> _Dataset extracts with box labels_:
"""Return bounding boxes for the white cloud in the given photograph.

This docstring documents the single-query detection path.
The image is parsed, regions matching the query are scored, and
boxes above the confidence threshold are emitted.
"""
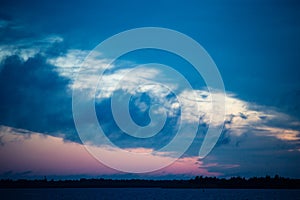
[0,35,63,64]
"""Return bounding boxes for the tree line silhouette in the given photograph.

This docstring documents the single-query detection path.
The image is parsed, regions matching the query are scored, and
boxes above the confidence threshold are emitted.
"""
[0,175,300,189]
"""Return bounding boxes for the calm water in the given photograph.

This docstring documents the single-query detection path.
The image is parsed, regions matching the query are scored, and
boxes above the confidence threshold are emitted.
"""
[0,188,300,200]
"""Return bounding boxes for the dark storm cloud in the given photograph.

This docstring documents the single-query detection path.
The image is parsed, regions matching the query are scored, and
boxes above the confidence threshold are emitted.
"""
[0,55,78,141]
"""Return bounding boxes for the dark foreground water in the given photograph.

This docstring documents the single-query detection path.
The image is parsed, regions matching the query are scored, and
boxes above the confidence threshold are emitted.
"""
[0,188,300,200]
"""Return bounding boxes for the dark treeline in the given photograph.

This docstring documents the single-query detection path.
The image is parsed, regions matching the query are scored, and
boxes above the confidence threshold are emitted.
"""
[0,175,300,189]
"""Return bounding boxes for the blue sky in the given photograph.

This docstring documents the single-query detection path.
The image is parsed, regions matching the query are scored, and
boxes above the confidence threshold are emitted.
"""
[0,0,300,178]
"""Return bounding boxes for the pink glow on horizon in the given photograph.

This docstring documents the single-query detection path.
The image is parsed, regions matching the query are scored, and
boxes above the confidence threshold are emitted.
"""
[0,126,220,176]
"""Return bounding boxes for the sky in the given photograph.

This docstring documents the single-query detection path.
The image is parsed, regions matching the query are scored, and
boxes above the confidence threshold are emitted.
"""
[0,0,300,179]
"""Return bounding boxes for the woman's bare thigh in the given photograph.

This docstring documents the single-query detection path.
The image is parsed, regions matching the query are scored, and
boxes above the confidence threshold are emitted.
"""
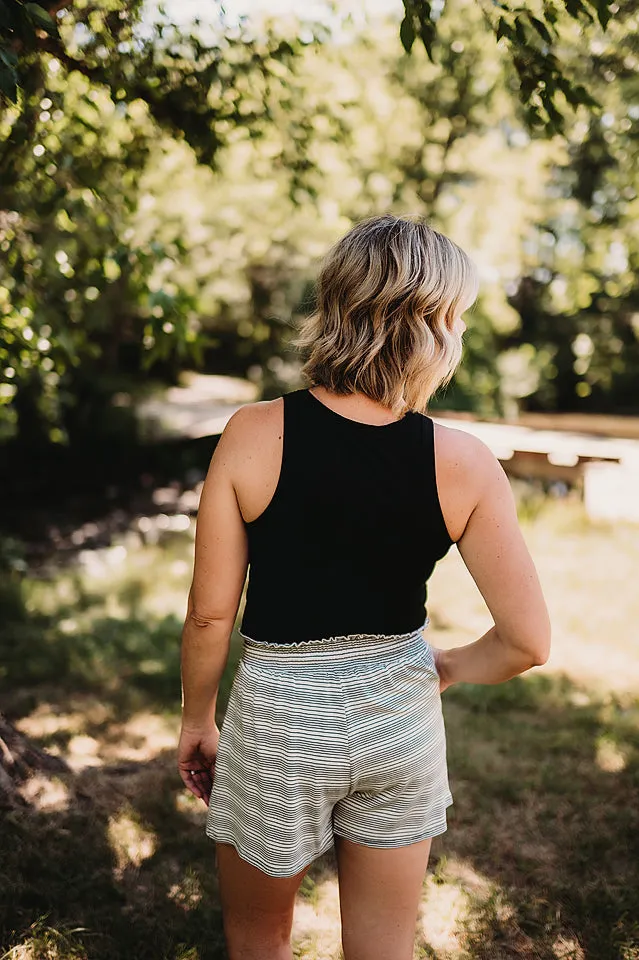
[335,836,432,960]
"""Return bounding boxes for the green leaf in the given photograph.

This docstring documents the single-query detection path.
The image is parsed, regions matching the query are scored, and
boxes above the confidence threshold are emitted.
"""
[593,0,612,30]
[24,3,58,34]
[399,16,415,53]
[515,17,526,45]
[528,13,553,45]
[419,23,437,63]
[0,64,18,103]
[497,17,516,40]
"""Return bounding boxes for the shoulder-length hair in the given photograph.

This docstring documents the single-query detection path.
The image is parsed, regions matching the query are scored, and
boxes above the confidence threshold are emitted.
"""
[292,215,478,416]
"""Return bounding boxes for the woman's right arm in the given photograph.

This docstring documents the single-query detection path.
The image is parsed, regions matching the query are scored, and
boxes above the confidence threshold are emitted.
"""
[437,438,551,689]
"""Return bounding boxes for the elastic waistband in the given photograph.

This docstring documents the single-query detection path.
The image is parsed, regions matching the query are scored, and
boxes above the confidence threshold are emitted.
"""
[240,617,430,664]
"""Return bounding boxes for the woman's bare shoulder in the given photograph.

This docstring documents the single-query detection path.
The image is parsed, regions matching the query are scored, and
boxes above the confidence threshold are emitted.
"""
[222,397,284,447]
[433,421,508,542]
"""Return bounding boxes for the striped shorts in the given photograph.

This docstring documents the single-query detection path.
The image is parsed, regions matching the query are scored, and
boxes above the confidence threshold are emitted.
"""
[205,618,453,877]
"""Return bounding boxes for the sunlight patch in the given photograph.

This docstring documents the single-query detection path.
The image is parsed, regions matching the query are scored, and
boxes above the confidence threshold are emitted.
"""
[421,877,470,958]
[552,937,586,960]
[19,773,70,812]
[102,711,179,760]
[596,736,627,773]
[107,812,156,878]
[293,877,342,960]
[167,871,202,911]
[67,734,102,770]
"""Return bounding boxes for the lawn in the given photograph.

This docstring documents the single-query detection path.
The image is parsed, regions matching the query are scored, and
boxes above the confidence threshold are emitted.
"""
[0,497,639,960]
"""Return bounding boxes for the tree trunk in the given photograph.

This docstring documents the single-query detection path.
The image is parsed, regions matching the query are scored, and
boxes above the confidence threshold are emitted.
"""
[0,713,69,806]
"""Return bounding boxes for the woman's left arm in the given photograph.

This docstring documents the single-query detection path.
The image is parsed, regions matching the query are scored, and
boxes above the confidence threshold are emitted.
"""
[178,410,248,803]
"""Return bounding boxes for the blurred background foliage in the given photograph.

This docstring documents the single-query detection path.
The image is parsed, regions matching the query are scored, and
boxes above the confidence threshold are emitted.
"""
[0,0,639,449]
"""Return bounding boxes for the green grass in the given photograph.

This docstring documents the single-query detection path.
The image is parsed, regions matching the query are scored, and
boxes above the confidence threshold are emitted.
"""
[0,502,639,960]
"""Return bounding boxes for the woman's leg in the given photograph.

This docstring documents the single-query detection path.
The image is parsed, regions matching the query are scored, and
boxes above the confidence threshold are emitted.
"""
[215,843,308,960]
[335,836,432,960]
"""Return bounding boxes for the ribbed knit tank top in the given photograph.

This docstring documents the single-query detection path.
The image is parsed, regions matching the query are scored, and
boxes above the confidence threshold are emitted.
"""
[240,389,453,643]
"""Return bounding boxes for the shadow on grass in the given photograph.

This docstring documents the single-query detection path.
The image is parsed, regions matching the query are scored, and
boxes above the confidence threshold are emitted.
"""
[0,572,639,960]
[420,672,639,960]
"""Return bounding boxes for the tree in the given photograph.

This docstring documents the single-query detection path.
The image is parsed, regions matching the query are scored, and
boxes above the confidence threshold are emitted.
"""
[0,0,619,137]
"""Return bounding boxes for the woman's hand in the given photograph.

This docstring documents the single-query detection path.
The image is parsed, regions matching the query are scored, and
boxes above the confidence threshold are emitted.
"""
[177,723,220,806]
[431,643,452,693]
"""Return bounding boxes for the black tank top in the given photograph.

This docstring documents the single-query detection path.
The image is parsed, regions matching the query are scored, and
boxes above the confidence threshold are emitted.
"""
[240,389,453,643]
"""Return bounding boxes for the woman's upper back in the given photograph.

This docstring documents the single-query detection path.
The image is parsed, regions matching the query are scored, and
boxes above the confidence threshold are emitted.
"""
[228,389,482,643]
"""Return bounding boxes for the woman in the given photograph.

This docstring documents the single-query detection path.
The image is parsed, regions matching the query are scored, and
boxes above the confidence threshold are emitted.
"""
[178,216,550,960]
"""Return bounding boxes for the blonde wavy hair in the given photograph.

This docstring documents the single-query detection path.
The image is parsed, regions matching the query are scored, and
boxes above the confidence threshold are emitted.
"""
[291,215,478,416]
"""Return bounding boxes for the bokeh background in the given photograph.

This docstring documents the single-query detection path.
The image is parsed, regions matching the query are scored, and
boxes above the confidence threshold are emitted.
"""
[0,0,639,960]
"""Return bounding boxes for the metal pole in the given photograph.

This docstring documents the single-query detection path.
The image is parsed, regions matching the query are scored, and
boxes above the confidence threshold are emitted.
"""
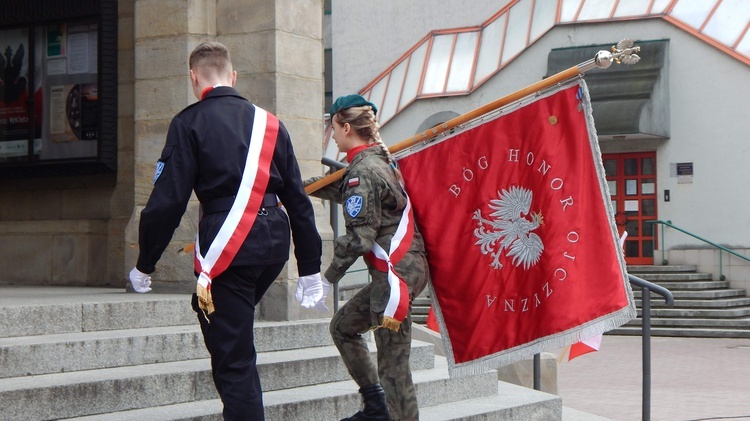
[641,287,651,421]
[305,39,641,194]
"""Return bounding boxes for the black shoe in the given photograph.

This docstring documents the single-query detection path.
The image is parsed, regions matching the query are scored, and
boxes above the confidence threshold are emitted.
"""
[341,383,391,421]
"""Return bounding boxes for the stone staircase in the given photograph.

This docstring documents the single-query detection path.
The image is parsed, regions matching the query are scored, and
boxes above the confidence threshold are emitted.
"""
[0,287,564,421]
[609,265,750,338]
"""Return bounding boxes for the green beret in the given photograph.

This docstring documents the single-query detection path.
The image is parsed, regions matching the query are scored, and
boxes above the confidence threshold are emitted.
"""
[329,94,378,117]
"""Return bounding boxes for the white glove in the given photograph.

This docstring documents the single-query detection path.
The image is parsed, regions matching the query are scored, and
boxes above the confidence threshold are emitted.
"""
[315,276,331,311]
[294,272,323,308]
[130,268,151,292]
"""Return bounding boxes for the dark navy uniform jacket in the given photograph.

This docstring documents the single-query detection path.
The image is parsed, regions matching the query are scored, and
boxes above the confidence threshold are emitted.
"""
[136,87,321,276]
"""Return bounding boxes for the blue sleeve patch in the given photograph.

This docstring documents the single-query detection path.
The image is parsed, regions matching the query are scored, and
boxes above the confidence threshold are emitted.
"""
[344,195,362,218]
[151,161,164,184]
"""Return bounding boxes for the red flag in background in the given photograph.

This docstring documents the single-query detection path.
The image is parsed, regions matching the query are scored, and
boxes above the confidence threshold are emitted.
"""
[399,80,636,374]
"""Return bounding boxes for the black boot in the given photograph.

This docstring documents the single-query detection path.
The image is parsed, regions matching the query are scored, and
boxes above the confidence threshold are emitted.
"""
[341,383,391,421]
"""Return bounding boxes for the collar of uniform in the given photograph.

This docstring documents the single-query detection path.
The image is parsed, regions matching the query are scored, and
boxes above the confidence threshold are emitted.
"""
[346,143,375,164]
[201,85,240,101]
[347,144,383,168]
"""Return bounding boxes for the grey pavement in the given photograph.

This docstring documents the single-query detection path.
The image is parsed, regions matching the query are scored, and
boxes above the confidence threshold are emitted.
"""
[558,335,750,421]
[5,286,750,421]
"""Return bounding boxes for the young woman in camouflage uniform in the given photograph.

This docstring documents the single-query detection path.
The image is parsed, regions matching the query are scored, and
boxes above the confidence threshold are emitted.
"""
[306,95,429,421]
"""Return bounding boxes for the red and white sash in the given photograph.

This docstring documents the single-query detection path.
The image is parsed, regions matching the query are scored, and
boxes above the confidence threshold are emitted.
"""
[367,192,414,331]
[195,106,279,292]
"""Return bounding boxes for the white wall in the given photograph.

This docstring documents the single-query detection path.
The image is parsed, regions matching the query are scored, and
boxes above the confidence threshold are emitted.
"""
[333,4,750,277]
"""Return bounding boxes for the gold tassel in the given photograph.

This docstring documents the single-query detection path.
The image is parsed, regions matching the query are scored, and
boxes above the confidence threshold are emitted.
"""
[195,284,216,314]
[380,316,401,332]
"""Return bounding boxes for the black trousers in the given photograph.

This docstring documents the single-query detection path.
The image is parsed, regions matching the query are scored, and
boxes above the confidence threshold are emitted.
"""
[193,263,284,421]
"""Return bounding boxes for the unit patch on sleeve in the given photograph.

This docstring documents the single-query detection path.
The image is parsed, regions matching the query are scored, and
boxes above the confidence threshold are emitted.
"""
[151,161,164,184]
[344,195,362,218]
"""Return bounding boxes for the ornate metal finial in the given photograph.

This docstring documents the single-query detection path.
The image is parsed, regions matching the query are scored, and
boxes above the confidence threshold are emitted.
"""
[612,38,641,64]
[593,38,641,69]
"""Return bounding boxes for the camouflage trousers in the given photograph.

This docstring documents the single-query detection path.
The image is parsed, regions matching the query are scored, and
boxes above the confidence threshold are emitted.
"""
[330,253,429,421]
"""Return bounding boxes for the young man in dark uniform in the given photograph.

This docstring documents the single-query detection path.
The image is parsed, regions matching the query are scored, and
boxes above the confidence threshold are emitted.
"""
[130,42,323,420]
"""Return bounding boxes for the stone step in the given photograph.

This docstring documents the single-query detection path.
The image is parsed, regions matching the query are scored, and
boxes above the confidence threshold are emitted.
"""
[0,287,197,338]
[624,317,750,330]
[631,273,713,284]
[66,357,562,421]
[0,319,333,378]
[638,307,750,319]
[635,296,750,309]
[631,281,729,292]
[0,341,434,420]
[627,265,698,278]
[633,288,747,302]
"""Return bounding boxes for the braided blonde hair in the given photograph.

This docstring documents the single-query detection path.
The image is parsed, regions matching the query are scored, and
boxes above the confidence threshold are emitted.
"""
[334,105,404,183]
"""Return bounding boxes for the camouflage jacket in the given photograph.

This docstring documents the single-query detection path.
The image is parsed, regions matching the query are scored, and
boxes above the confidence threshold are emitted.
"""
[305,146,426,283]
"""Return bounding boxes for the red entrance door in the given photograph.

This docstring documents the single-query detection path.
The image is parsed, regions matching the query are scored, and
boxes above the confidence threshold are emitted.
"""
[602,152,656,265]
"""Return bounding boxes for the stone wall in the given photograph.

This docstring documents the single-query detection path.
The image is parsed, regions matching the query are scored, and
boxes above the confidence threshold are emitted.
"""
[0,0,332,306]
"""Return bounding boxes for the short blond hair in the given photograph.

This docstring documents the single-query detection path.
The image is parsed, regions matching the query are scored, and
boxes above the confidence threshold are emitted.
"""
[189,41,232,74]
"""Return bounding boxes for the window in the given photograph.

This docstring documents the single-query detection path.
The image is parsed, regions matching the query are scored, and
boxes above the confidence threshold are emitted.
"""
[0,0,117,178]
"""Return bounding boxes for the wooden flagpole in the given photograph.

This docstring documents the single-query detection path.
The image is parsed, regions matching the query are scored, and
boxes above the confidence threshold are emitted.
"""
[305,39,640,194]
[178,39,641,253]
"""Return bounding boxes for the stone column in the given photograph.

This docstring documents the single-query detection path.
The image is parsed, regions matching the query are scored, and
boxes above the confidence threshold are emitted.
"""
[126,0,332,320]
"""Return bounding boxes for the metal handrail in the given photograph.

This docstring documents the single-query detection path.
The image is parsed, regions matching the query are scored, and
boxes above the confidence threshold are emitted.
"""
[644,219,750,281]
[322,159,676,421]
[628,274,674,421]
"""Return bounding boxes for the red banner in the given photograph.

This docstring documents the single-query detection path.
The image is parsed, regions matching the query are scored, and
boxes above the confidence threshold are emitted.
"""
[399,81,636,374]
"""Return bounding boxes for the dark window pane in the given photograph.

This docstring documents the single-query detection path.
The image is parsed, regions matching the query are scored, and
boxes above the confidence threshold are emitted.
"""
[641,199,656,216]
[641,158,655,175]
[625,240,640,257]
[625,221,638,237]
[604,159,617,177]
[625,158,638,175]
[641,240,654,257]
[641,178,656,195]
[642,222,654,237]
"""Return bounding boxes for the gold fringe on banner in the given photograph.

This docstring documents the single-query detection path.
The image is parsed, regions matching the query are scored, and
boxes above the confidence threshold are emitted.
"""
[195,284,216,315]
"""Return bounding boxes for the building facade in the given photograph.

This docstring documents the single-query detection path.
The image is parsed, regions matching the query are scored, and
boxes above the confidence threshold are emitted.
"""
[0,0,330,318]
[326,0,750,288]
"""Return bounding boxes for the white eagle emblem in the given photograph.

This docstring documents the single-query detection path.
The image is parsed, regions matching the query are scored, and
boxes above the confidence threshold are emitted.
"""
[472,186,544,269]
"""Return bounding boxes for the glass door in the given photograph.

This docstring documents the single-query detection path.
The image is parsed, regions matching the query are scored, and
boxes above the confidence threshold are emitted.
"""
[602,152,657,265]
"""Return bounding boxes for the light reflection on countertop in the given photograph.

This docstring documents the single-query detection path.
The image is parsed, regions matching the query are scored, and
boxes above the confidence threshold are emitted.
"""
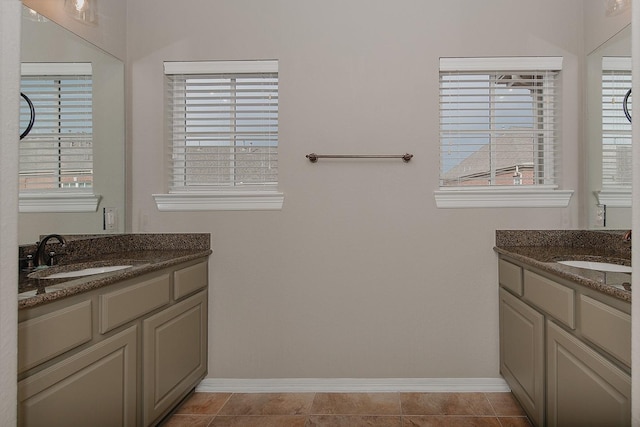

> _Problem_:
Could you rewrite the stretch from the line containing "staircase in the given photograph." through the line containing "[399,80,636,374]", putting "score cutoff" in place of every "confidence threshold" and leaving everything else unchanged?

> _Written answer_:
"""Return bounding boxes for the stone staircase in the given photograph.

This docstring documents the single-query detection path.
The image is parsed, regions matching the query are scored, and
boxes above the score cutoff are emitted.
"""
[0,287,564,421]
[609,265,750,338]
"""Return bounding boxes for the green beret in the given photograph.

This docstring documents the single-query detection path.
The image is parsed, regions matching the query are scored, and
boxes above the score cutoff are emitted.
"""
[329,94,378,117]
"""Return bounding boxes for the white glove in the given photograph.

This docstring documents the single-query detection path.
The image is parsed, regions matching the query are scored, and
boxes above the score cutoff are emitted.
"""
[315,276,331,311]
[294,272,323,308]
[130,268,151,292]
"""Return bounding boxes for the dark navy uniform jacket in the given photograph.

This docstring documents the single-query detection path.
The image is parsed, regions matching the query are scored, and
boxes above the score cutoff are emitted.
"""
[136,87,321,276]
"""Return bounding boxes for the blue sleeve patch in the given photograph.

This docstring documents the single-query detection path.
The image is parsed, regions matching the query are scored, and
boxes above the score cutoff are emitted.
"""
[344,195,362,218]
[151,161,164,184]
"""Return bounding boxes for the red flag in background in the given photograph.

This docstring documents the single-query detection path.
The image is parsed, regions matching the query are scored, and
boxes above the score cutoff are emitted.
"""
[399,80,636,374]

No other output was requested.